[[ Quoted passage open ]]

Where LEDs fit into all this is that, like the sun, they emit what’s known as blue light, which is more stimulating than warmer light colors like those emitted by high-pressure sodium lamps. Although National Grid’s LEDs officially emit white light, all white light contains blue light, according to the Centers for Disease Control and Prevention.

Harvard Health notes that a study found that people who were exposed to blue light had their melatonin levels suppressed twice as much and for twice as long as people who were exposed to a green light that was of similar brightness for the same amount of time. 

Although the jury is still out on whether these things actually have health impacts on people, the effects are perceptible enough that the color temperature of light — colors are generally perceived “cooler” as the temperature gets higher — is an aspect considered by interior designers, who will use cooler lights in spaces like hospitals and factories where visibility and alertness are key, and warmer lights in areas meant to be relaxing. 

Bertola told The Enterprise this week that National Grid’s LED streetlights have a color temperature of 4,000 Kelvin, about the same as the upper limit of the temperature range attributed to sunrise and sunset, which spans 3,000K to 4,000K, according to University College London. 

The former high-pressure sodium lights in Berne were 2,200K, Bertola said. This sits between the upper limit for candlelight (2,000K) and the lower limit for a household tungsten bulb (2,500K). 

The Enterprise noted the impacts of artificial light in an editorial from 2011, with a focus on the effects on wildlife, which are more solidly concluded than its effects on people. 

“The sky glow in urban areas is brighter than a natural twilight and in some cases brighter than a full moon,” it says. “This affects migration patterns, reproductive cycles, and foraging. In short, it upsets the natural order.

“One familiar example of the effects of light, used for decades, is that hens can be stimulated to lay more eggs in the winter by putting lights in their coop. Since these are domestic birds, their survival is not at stake. But what if the bird is in the wild?”

While it’s true that all artificial light would have some level of impact on animal behavior, LEDs are all the more potent, as evidenced by a 2021 study in the Science Advances journal on moth caterpillar behaviors in various areas in the southern United Kingdom with and without artificial light at night. 

The study found that lit areas generally had fewer caterpillars (nearly 50 percent fewer in hedgerows and about 33 percent fewer in grass margins) with greater mass, and that the effect of the latter was most significant in areas lit by LEDs as opposed to high-pressure sodium lights. 

The researchers note that higher mass correlates with increased developmental rates, which in turn is believed to result from stress. 

 

Dark skies

The 2011 Enterprise editorial was written in response to Berne’s neighbor, Knox, adopting a zoning ordinance that prioritized the preservation of dark skies, making it one of several communities that had joined a movement organized by the International Dark Sky Association (though a later administration, led by Vasilios Lefkaditis, neutralized the ordinance).

[[ Quoted passage closed ]]
[[ Listed entries open ]]

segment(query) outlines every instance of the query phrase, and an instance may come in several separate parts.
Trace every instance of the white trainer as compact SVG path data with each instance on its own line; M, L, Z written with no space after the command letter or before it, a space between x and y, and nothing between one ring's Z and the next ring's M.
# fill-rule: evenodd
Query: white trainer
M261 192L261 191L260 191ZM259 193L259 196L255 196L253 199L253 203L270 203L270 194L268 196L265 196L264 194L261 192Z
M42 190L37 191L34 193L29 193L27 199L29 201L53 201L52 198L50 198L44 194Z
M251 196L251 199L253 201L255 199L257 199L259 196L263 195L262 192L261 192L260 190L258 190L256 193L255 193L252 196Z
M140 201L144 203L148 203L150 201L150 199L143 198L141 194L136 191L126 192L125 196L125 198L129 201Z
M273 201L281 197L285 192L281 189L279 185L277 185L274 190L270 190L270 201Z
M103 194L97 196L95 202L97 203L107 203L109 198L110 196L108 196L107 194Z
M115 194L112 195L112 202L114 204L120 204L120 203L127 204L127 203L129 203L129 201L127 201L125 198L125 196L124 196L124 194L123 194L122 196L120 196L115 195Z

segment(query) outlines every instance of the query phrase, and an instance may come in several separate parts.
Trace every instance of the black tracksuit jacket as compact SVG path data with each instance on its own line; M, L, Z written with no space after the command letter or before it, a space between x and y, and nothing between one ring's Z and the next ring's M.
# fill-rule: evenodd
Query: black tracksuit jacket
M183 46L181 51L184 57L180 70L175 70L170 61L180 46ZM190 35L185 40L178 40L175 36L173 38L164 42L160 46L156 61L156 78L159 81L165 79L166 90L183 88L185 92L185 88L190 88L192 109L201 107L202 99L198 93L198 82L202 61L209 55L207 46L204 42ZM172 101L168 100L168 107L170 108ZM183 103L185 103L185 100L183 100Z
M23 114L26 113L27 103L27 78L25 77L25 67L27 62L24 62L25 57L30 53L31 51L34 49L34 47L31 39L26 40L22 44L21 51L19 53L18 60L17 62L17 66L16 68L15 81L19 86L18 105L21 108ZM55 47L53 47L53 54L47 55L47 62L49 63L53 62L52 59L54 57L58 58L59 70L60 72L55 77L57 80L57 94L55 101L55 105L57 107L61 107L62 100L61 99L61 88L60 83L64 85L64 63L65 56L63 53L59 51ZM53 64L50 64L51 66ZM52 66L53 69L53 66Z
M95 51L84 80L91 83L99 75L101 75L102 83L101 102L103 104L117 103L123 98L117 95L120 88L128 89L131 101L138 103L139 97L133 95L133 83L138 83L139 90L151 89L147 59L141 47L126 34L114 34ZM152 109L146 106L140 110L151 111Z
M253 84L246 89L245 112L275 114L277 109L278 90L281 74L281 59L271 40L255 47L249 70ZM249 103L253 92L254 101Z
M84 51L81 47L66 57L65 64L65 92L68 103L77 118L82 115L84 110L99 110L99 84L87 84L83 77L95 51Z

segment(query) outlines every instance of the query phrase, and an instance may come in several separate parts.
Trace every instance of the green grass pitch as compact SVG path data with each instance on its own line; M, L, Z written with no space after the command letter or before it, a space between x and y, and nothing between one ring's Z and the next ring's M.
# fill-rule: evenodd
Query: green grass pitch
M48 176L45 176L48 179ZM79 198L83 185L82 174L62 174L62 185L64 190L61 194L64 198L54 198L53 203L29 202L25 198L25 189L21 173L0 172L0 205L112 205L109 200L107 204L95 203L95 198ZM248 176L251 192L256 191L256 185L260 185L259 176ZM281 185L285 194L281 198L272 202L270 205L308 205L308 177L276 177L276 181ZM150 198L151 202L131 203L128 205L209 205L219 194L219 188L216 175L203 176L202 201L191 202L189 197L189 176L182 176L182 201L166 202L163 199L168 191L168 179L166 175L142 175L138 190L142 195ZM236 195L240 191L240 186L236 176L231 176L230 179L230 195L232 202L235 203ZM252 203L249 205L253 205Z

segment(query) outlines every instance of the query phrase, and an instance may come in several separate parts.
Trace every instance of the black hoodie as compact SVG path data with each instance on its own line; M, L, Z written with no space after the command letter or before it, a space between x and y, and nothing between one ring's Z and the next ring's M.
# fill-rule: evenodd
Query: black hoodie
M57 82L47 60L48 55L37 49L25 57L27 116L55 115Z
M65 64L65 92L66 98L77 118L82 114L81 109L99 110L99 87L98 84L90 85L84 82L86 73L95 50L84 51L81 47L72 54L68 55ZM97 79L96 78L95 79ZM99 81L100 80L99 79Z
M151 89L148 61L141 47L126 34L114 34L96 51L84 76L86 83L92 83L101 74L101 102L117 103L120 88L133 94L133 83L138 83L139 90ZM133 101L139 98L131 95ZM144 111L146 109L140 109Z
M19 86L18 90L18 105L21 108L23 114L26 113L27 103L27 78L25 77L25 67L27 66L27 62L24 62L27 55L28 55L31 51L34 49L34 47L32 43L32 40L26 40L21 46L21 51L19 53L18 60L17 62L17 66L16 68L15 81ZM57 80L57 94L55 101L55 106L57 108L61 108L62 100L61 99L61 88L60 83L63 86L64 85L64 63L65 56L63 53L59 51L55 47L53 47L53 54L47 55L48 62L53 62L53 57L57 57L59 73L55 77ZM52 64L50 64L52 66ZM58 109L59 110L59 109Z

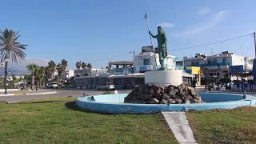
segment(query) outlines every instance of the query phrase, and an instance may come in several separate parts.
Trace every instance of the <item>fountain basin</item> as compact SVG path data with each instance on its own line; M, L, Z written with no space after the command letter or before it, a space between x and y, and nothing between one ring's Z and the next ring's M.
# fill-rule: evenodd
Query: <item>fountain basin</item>
M109 114L150 114L161 111L207 110L234 109L239 106L256 106L256 97L223 93L199 93L206 103L193 104L135 104L124 103L128 94L103 94L80 97L76 103L82 109Z

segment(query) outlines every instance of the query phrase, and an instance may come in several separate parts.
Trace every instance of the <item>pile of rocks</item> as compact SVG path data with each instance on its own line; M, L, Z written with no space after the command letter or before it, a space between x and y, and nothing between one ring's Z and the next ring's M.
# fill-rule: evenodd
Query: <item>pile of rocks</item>
M179 103L202 103L201 97L194 88L186 83L178 86L170 85L161 87L158 85L136 86L127 97L126 103L148 103L148 104L179 104Z

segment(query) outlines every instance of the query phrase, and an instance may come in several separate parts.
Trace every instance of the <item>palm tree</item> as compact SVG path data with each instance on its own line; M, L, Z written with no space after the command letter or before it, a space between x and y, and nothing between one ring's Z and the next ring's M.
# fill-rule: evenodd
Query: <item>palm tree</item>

[[ Listed entries closed ]]

*Required tasks:*
[1] Please retype the part of the LED streetlight article that begins at the words "The Enterprise noted" and stops after the words "the natural order.".
[2] List each distinct color temperature value, in Kelvin, that the LED streetlight article gives.
[3] Answer these from the LED streetlight article:
(a) Compared with green light, how much were melatonin levels suppressed in people exposed to blue light?
(b) Which community adopted the zoning ordinance that prompted the 2011 Enterprise editorial?
(c) About how many fewer caterpillars did lit hedgerows have?

*Answers for this exercise:*
[1]
The Enterprise noted the impacts of artificial light in an editorial from 2011, with a focus on the effects on wildlife, which are more solidly concluded than its effects on people. 

“The sky glow in urban areas is brighter than a natural twilight and in some cases brighter than a full moon,” it says. “This affects migration patterns, reproductive cycles, and foraging. In short, it upsets the natural order.

[2]
4,000K
3,000K
2,200K
2,000K
2,500K

[3]
(a) Twice as much and for twice as long.
(b) Knox.
(c) Nearly 50 percent fewer.